• **Supplied passage**
▬▬▬▬▬▬▬▬▬▬
Facts may be stubborn things, as John Adams once put it, but at least they’re easy to compute. From a data-processing perspective, opinions are much more stubborn.
In recent years, the Web has created a bull market in human opinion: movie reviews, product ratings, restaurant recommendations, and all kinds of other viewpoints expressed in articles, blogs, discussion groups, and elsewhere. As the Web accumulates more and more data, many of us rely on each other’s opinions as a filter to help us make informed decisions. For many businesses, customer opinions have become a type of virtual currency that can make or break their products. As opinion data plays an increasingly important role on the Web, however, computer scientists are discovering the limitations of traditional text analytics algorithms for sorting opinions from raw facts.
The distinction between facts and opinions might seem clear enough on the surface, but in practice teasing them apart involves parsing many linguistic shades of gray. This is where the emerging field known as sentiment analysis comes in. Sometimes called opinion mining or subjectivity analysis, sentiment analysis is a new term that broadly refers to the identification and assessment of opinions, which for the purposes of computation might be defined as written expressions of subjective mental states.
Traditional text analytics algorithms work by scanning a body of text to extract and analyze keywords. That approach works well for identifying simple factual statements, but assessing opinions requires delving much deeper into the subtleties of human language. “Sentiments are very different from conventional facts,” says analytics consultant Seth Grimes. While direct expressions of opinion are fairly easy to spot—for example, “I hated Revenge of the Sith“—most human sentiments fall somewhere along a continuum from objective fact to subjective experience. For example, “It’s fifteen degrees outside” is an objective statement; “It’s cold” reveals a somewhat more subjective point of view; while “I’m putting on two pairs of socks” constitutes a completely indirect expression of opinion disguised as a statement of fact.
▬▬▬▬▬▬▬▬▬▬
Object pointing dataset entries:

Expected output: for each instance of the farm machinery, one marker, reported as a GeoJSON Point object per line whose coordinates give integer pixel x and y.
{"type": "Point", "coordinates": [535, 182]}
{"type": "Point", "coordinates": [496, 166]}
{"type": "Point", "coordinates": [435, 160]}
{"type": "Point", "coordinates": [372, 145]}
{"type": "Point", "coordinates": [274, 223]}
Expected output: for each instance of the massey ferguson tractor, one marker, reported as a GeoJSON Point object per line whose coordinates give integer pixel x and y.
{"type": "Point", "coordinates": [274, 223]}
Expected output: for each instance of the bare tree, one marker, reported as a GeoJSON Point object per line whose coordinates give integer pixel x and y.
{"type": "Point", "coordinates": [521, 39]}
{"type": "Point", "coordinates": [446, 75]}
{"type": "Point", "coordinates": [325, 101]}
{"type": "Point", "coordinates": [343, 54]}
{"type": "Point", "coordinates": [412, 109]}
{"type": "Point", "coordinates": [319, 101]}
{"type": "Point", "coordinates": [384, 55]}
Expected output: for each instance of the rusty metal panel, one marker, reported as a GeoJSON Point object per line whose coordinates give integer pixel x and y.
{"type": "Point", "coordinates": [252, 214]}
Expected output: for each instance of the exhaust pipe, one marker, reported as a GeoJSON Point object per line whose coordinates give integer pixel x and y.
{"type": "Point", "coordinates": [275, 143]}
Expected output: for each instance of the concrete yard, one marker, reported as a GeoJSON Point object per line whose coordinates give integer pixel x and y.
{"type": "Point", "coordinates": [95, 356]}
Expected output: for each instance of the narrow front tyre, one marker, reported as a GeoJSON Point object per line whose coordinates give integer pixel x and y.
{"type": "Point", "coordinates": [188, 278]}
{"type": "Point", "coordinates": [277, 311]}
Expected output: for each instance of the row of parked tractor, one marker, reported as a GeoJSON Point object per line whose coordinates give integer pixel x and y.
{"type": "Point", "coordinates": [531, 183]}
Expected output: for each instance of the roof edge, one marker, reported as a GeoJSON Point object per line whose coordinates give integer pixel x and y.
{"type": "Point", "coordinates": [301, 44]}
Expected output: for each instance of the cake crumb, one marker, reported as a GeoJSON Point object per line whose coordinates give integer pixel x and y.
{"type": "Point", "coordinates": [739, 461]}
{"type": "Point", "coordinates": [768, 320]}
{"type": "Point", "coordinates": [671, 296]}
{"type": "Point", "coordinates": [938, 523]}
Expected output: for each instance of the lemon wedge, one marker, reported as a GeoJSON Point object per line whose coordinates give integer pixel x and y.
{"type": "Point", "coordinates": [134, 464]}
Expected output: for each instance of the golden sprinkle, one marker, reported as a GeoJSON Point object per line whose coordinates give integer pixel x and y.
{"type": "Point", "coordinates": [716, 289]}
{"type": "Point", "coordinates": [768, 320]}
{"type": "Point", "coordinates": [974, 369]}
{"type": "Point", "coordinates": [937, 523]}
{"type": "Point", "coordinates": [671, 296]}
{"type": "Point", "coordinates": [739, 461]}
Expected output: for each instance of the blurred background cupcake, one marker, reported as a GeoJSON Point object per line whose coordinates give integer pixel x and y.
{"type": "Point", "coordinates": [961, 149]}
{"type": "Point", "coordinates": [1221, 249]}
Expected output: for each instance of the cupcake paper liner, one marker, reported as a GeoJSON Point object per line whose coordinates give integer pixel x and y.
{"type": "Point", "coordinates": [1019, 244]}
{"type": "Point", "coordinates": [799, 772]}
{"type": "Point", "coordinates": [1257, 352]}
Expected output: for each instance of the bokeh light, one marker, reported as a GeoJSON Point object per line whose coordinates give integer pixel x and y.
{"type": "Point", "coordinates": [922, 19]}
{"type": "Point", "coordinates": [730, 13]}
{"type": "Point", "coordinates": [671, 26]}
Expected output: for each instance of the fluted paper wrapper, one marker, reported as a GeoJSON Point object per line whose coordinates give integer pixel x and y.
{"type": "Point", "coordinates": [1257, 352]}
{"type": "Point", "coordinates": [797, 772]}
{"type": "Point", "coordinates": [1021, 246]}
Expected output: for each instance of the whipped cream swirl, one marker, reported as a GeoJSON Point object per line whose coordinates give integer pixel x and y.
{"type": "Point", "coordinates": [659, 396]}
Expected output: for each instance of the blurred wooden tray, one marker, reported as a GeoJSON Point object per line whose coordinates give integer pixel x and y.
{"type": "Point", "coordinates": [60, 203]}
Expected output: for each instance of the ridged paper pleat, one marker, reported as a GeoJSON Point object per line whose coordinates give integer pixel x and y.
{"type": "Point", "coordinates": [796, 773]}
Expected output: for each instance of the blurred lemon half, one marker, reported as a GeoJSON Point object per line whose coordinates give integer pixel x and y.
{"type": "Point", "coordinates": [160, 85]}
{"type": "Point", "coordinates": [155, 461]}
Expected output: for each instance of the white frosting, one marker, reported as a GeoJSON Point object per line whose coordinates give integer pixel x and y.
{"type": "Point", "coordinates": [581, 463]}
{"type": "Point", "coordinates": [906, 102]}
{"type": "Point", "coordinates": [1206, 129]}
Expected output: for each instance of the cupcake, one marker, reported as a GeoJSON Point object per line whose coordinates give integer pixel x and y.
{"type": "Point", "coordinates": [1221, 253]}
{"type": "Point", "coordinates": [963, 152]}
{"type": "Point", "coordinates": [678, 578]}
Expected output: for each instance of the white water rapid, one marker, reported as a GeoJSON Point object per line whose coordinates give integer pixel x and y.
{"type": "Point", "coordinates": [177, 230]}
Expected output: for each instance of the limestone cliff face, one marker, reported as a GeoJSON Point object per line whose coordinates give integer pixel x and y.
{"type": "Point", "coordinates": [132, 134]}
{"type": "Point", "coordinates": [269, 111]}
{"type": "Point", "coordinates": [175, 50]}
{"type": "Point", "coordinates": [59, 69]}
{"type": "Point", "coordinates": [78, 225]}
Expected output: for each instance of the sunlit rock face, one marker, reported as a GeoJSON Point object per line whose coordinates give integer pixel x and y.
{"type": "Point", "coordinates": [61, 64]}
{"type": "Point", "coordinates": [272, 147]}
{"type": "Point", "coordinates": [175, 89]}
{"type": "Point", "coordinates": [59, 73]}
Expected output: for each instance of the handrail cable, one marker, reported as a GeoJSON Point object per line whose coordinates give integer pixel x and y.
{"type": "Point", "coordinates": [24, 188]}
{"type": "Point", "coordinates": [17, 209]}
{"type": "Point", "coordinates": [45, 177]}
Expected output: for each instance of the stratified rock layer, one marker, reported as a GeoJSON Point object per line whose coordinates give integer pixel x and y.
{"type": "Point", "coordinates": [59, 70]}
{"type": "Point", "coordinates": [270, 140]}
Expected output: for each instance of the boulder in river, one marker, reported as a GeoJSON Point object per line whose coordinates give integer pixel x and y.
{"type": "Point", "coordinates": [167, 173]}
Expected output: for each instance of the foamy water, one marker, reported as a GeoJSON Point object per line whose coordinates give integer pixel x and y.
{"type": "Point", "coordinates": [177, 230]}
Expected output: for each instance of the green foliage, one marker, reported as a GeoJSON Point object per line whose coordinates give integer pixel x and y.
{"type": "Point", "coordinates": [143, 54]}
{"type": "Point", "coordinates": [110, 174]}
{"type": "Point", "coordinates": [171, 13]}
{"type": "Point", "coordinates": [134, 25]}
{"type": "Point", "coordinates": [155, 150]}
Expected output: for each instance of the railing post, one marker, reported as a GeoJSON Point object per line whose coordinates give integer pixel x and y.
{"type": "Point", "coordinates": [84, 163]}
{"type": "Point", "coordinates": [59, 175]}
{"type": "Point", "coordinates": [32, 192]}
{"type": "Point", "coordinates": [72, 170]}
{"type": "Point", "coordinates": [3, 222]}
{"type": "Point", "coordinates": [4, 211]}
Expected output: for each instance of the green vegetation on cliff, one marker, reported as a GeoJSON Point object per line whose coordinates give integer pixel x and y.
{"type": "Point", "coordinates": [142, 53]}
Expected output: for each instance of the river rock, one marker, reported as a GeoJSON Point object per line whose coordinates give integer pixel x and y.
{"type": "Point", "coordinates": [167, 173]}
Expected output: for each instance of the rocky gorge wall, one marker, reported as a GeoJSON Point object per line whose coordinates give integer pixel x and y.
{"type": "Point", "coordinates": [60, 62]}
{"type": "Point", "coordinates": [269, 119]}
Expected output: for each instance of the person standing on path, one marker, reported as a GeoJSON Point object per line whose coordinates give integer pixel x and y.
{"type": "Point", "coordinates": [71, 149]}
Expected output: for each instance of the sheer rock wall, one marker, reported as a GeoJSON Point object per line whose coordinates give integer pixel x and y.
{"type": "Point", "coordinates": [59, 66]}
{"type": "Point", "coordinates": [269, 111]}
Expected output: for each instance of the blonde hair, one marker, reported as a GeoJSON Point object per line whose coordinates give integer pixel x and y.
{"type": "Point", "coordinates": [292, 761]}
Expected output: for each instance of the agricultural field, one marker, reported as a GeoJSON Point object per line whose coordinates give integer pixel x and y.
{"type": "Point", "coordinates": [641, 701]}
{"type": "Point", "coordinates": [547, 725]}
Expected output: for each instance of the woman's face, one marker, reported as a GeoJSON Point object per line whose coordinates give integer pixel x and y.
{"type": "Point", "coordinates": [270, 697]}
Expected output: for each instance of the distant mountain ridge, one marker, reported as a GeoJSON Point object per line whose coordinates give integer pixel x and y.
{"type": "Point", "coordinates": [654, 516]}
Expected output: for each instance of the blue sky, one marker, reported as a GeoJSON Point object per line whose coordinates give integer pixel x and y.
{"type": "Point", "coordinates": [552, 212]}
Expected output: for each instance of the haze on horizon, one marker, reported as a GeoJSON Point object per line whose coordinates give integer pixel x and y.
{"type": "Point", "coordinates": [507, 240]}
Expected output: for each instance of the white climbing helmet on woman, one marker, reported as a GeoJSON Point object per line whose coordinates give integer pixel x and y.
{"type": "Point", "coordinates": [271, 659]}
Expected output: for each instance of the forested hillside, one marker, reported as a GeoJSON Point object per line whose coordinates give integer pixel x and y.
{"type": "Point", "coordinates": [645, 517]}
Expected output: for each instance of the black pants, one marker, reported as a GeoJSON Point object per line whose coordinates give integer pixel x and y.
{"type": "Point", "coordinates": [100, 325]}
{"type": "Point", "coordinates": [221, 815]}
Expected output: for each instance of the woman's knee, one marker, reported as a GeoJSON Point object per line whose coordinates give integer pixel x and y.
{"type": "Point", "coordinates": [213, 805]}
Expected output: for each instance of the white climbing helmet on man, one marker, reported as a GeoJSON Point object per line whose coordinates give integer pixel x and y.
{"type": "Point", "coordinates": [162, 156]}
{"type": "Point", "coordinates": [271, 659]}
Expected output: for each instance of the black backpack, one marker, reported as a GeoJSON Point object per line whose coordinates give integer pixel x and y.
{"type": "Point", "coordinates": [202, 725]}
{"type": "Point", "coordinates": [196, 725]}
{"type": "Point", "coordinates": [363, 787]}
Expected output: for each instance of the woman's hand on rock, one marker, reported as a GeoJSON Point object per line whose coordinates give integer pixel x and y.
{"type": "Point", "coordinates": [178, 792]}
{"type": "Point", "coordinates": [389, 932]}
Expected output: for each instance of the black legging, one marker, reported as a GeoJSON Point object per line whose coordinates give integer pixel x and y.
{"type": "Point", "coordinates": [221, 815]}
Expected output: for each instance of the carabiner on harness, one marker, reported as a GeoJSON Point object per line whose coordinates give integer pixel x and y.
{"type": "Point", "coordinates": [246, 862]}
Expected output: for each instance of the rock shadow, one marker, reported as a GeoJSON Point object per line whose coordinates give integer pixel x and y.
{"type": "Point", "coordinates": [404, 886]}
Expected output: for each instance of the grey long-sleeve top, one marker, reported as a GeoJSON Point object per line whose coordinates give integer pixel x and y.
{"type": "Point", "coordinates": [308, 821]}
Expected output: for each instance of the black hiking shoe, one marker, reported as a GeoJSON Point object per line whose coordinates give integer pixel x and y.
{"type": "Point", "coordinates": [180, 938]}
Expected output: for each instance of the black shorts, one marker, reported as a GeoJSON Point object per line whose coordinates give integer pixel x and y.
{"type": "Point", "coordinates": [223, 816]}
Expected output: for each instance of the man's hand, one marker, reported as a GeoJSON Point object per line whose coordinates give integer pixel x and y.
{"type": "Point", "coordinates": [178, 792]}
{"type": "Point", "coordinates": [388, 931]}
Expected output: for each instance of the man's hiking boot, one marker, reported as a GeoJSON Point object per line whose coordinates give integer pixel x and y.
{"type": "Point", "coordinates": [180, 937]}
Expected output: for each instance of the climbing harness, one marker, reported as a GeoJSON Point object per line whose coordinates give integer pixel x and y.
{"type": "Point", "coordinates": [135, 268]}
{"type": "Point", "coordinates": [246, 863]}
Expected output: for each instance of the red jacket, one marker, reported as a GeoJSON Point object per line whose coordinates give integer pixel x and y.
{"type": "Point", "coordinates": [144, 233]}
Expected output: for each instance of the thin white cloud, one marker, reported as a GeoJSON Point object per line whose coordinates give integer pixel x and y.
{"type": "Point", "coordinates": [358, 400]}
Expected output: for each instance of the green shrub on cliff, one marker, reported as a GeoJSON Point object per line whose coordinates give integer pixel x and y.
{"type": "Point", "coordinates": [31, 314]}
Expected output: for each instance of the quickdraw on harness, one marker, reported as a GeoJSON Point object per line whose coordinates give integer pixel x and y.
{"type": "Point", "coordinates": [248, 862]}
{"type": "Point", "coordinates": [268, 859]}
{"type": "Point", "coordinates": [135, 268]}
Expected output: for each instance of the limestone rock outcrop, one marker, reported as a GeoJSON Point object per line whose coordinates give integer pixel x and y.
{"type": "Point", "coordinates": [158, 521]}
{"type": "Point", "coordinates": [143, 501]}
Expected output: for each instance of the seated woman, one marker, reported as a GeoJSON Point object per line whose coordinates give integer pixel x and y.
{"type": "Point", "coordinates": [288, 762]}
▬▬▬▬▬▬▬▬▬▬
• **What is asked**
1/ Quote every example sentence that the sentiment analysis passage uses to show a statement of fact or an expression of opinion.
2/ Extend the sentiment analysis passage, picking up after its final sentence about the two pairs of socks.

• **Answers for the tasks**
1/
"I hated Revenge of the Sith"
"It's fifteen degrees outside"
"It's cold"
"I'm putting on two pairs of socks"

2/
“We are dealing with sentiment that can be expressed in subtle ways,” says Yahoo! researcher Bo Pang, co-author of the book Opinion Mining and Sentiment Analysis. To penetrate those subtleties, sentiment analysis algorithms assess written statements through a series of overlapping filters. They usually begin by attempting to determine the polarity of a particular sentiment—i.e., Is it positive or negative? Once that’s established, they may try to determine the intensity of sentiment being expressed—i.e., How positive or negative is this statement? Next, an even more subtle layer of analysis might attempt to determine the degree of subjectivity—i.e., How partial or impartial is the point of view being expressed here? (This is often determined by looking at the number of adjectives in a sentence.) Using these and other criteria, sentiment analysis algorithms can then begin to create computational models of human opinion.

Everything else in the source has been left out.